=== Excerpted records ===
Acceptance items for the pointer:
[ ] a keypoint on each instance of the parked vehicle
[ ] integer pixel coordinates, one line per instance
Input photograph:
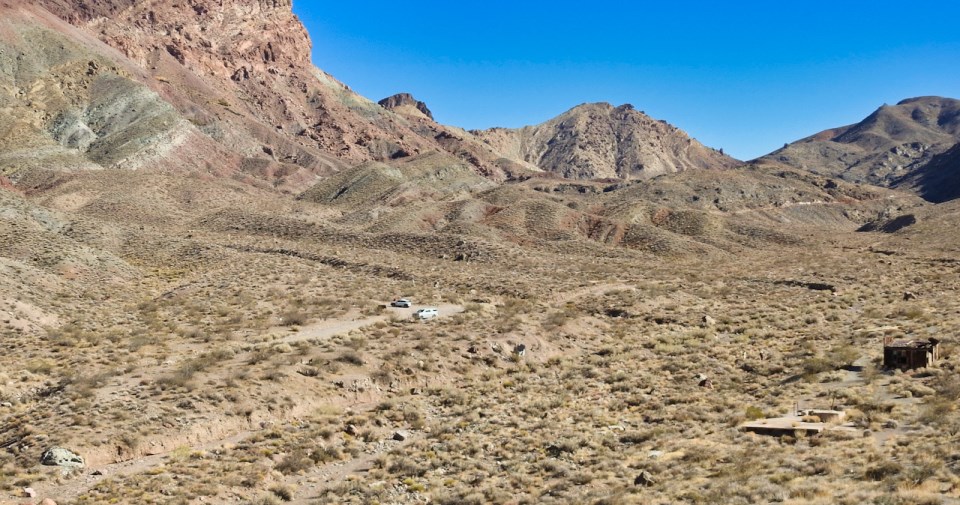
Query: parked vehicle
(428, 313)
===
▶ Aim
Please reproduce every line above word for word, leaving the pictures out of your answer.

▶ Solution to the problem
Acceptance items for the pointer:
[ ] a keypoint on each instance of the parked vehicle
[ ] integer pixel coordinates, one line per instance
Input photograph:
Query: parked vehicle
(428, 313)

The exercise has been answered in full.